Task input:
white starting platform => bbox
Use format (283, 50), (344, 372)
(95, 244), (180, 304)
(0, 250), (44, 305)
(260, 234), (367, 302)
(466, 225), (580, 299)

Description of the task: All of the entries above are to be written out again exactly.

Answer box:
white starting platform => bbox
Use format (283, 50), (344, 372)
(95, 244), (180, 304)
(0, 250), (44, 305)
(260, 234), (367, 302)
(466, 225), (580, 299)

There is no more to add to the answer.